### [Position identification records]

____________

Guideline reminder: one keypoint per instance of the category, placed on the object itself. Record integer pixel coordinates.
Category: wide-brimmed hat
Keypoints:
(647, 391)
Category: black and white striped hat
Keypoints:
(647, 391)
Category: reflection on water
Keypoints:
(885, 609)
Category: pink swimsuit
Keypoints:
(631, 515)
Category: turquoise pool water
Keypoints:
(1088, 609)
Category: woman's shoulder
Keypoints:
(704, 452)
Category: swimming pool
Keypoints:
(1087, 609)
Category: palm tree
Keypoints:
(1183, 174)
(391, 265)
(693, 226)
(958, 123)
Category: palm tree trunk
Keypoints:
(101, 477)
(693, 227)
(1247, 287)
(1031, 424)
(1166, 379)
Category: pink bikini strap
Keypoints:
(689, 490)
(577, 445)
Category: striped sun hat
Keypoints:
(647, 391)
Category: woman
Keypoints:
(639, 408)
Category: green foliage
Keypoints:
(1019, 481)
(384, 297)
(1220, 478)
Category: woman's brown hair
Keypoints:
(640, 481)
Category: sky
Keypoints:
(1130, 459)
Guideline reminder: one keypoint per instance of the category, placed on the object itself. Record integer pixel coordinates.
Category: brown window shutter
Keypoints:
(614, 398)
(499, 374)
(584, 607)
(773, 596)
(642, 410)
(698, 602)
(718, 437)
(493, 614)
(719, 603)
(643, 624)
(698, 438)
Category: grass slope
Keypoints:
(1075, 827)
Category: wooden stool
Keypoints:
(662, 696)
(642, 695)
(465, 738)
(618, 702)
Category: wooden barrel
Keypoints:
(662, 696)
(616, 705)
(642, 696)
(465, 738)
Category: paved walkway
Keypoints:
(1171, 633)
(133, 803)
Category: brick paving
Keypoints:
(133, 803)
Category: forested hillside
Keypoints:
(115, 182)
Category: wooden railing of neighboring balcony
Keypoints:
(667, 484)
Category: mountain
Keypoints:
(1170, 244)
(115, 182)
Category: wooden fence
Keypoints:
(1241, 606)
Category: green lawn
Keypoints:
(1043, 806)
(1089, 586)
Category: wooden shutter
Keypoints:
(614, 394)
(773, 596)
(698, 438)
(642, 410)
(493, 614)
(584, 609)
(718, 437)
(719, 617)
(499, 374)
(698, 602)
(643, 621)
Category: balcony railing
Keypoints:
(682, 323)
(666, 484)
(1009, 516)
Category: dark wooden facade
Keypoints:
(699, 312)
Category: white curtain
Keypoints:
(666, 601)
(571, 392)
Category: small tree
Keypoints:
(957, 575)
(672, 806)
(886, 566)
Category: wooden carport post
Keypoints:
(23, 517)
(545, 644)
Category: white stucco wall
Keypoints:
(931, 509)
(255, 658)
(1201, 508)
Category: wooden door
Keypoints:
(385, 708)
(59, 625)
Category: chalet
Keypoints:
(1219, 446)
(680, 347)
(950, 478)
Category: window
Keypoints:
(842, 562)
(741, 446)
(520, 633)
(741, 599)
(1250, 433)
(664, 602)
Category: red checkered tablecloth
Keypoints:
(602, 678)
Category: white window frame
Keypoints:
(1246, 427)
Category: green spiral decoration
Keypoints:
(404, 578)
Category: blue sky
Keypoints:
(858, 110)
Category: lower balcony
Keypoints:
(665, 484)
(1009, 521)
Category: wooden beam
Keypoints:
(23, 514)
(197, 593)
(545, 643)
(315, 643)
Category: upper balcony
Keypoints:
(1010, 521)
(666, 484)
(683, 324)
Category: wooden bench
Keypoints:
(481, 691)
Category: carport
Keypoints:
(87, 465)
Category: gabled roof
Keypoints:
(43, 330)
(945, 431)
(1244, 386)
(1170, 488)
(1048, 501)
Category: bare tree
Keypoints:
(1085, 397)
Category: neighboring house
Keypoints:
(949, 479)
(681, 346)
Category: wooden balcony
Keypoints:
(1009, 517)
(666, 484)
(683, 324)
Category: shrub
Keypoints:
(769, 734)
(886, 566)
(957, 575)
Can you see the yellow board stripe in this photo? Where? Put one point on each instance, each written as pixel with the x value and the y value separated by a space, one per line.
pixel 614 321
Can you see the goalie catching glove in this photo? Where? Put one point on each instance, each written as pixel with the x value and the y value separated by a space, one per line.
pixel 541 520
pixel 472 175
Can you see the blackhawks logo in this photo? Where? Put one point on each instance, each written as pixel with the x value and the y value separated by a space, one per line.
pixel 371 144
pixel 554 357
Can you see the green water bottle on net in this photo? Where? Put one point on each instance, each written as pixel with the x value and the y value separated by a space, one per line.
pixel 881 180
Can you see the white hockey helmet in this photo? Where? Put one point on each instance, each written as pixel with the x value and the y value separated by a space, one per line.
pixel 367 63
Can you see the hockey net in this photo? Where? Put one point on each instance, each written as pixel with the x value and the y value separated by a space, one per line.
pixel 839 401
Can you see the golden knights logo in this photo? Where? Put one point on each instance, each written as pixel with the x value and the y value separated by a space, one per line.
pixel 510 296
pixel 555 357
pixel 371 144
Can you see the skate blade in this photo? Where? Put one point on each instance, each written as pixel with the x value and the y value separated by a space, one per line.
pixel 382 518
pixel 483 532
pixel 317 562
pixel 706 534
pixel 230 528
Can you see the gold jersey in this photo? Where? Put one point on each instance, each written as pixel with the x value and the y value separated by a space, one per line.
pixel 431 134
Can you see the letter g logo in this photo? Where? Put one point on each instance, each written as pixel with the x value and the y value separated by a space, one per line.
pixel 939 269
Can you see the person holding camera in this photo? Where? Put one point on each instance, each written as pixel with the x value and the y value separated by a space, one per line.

____________

### [Your objective]
Quote the data above in full, changing nothing.

### [Response for this exercise]
Guideline reminder: one keypoint per instance of the category, placed on the object itself. Record integer pixel coordinates.
Category: wide-brimmed hat
Keypoints:
(647, 391)
Category: black and white striped hat
Keypoints:
(647, 391)
Category: reflection on water
Keypoints:
(885, 609)
Category: pink swimsuit
Keypoints:
(631, 515)
Category: turquoise pool water
Keypoints:
(1088, 609)
Category: woman's shoulder
Keypoints:
(704, 452)
Category: swimming pool
Keypoints:
(1087, 609)
Category: palm tree
Keypoints:
(1183, 174)
(391, 265)
(693, 226)
(958, 123)
Category: palm tree trunk
Keypoints:
(101, 477)
(693, 227)
(1247, 287)
(1031, 424)
(1166, 379)
Category: pink bikini strap
Keypoints:
(689, 490)
(577, 445)
Category: striped sun hat
Keypoints:
(647, 391)
Category: woman
Keypoints:
(639, 408)
Category: green foliage
Keypoints:
(1019, 481)
(384, 297)
(1220, 478)
Category: woman's brown hair
Keypoints:
(640, 481)
Category: sky
Keypoints:
(1130, 459)
Guideline reminder: one keypoint per instance of the category, placed on the object itself. Record integer pixel coordinates.
Category: brown window shutter
Keypoints:
(614, 398)
(499, 374)
(584, 607)
(773, 596)
(642, 410)
(698, 602)
(718, 437)
(493, 614)
(719, 603)
(643, 624)
(698, 438)
Category: grass slope
Keypoints:
(1075, 827)
Category: wooden stool
Keypoints:
(662, 696)
(642, 695)
(465, 738)
(618, 702)
Category: wooden barrel
Keypoints:
(662, 696)
(616, 705)
(642, 696)
(465, 738)
Category: paved walkway
Keypoints:
(1171, 633)
(133, 803)
Category: brick paving
Keypoints:
(133, 803)
Category: forested hillside
Keypoints:
(115, 182)
Category: wooden railing of neighboring balcony
Keypoints:
(667, 484)
Category: mountain
Keypoints:
(1170, 244)
(115, 182)
Category: wooden fence
Keypoints:
(1241, 606)
Category: green lawn
Keypoints:
(1043, 806)
(1089, 586)
Category: wooden shutter
Keypoints:
(614, 394)
(773, 596)
(698, 438)
(642, 410)
(493, 614)
(584, 609)
(718, 437)
(719, 617)
(499, 374)
(698, 602)
(643, 621)
Category: balcony railing
Keypoints:
(682, 323)
(666, 484)
(1009, 516)
Category: dark wooden facade
Keypoints:
(699, 312)
Category: white curtain
Keypoints:
(666, 601)
(571, 392)
Category: small tree
Keypoints:
(957, 575)
(672, 806)
(886, 566)
Category: wooden carport post
Keypoints:
(23, 517)
(545, 644)
Category: white stucco wall
Keypoints:
(931, 509)
(255, 658)
(1201, 508)
Category: wooden door
Keypoints:
(385, 708)
(59, 625)
Category: chalet
Keypoints:
(1219, 446)
(680, 347)
(950, 478)
Category: window
Keypoints:
(842, 562)
(741, 446)
(520, 633)
(741, 599)
(1250, 433)
(664, 602)
Category: red checkered tablecloth
Keypoints:
(602, 678)
Category: white window frame
Keypoints:
(1246, 427)
Category: green spiral decoration
Keypoints:
(404, 578)
Category: blue sky
Keypoints:
(858, 110)
Category: lower balcony
Keypoints:
(665, 484)
(1009, 521)
Category: wooden beam
Keypoints:
(23, 514)
(197, 593)
(545, 643)
(315, 643)
Category: upper balcony
Keypoints:
(1010, 521)
(666, 484)
(683, 324)
Category: wooden bench
Keypoints:
(481, 691)
Category: carport
Keypoints:
(87, 465)
Category: gabled roof
Keypoints:
(43, 330)
(945, 431)
(1244, 386)
(1170, 488)
(1048, 501)
Category: bare tree
Keypoints:
(1085, 397)
Category: neighboring house
Keypoints:
(949, 479)
(681, 346)
Category: wooden balcony
Keypoints:
(1009, 517)
(666, 484)
(683, 324)
Category: shrub
Keypoints:
(769, 734)
(886, 566)
(957, 575)
Can you see the yellow board stripe in this photo? Where? Put one point on each instance, each written as pixel with the x value and the y value separated by a space, one per line.
pixel 614 321
Can you see the goalie catching glove in this photo? Where? Put one point on each instance, each written as pixel with the x value and the y value separated by a space, one per line.
pixel 541 520
pixel 472 175
Can you see the blackhawks logo in this photo? Where? Put one point on each instance, each written as pixel with the x value and the y value separated by a space, one per line.
pixel 371 144
pixel 554 357
Can you see the green water bottle on net in this photo? Where? Put one point on each instance, each written as pixel with the x value and the y value separated by a space, one per line.
pixel 881 180
Can you see the white hockey helmet in this photo? Where? Put one point on each instance, each written as pixel with the x value and the y value separated by a space, one per line.
pixel 367 63
Can you see the hockey net in this photo? Where? Put one point on each instance, each written as pixel with the x value and the y value separated by a space, one per line.
pixel 839 401
Can you see the golden knights logo in this photo? Where? Put one point on each instance, each written as pixel with the x value and the y value separated by a space, one per line.
pixel 510 296
pixel 555 357
pixel 371 144
Can you see the skate blade in this photo? Where? Put one point on each instance, each written as pixel with the x value and the y value separated by a space, one per line.
pixel 382 518
pixel 483 532
pixel 317 562
pixel 706 534
pixel 230 528
Can you see the gold jersey in this photo? Where? Put one point on each instance, each written as pixel with the x value and the y value separated by a space, one per line.
pixel 431 134
Can you see the letter g logo in this photo? Where? Put one point on each instance, each written as pixel with the x value and the y value separated by a space, one per line.
pixel 939 269
Can you see the person holding camera in this photo? Where? Put one point on each instance, each written as pixel with the x value and the y value separated by a space, one per line.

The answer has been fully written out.